[Stored dataset items]
==================================================

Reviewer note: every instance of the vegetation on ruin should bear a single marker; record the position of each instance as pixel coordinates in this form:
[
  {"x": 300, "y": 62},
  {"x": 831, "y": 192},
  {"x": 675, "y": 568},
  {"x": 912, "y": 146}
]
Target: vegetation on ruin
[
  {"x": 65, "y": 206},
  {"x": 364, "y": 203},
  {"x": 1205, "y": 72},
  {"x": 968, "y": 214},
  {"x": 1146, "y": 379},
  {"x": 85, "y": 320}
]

==================================================

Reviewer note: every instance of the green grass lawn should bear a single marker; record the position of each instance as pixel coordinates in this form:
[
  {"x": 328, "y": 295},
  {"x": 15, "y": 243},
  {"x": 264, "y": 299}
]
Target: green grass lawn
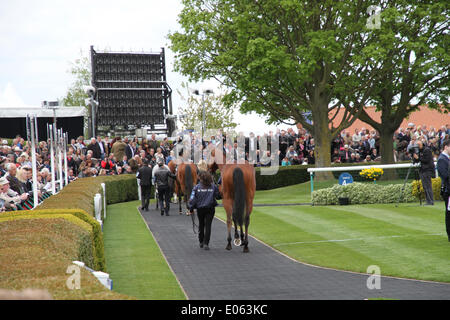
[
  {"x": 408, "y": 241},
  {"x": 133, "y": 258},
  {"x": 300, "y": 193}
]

==================================================

Pull out all lines from the entries above that include the word "every".

Reviewer note: every instance of the vegetation on ruin should bear a single marker; record the position of each instance as pixel coordinates in this form:
Reviewer note: every instance of the green grass lawn should bear a single marker; record the position of each instance as pixel coordinates in this form:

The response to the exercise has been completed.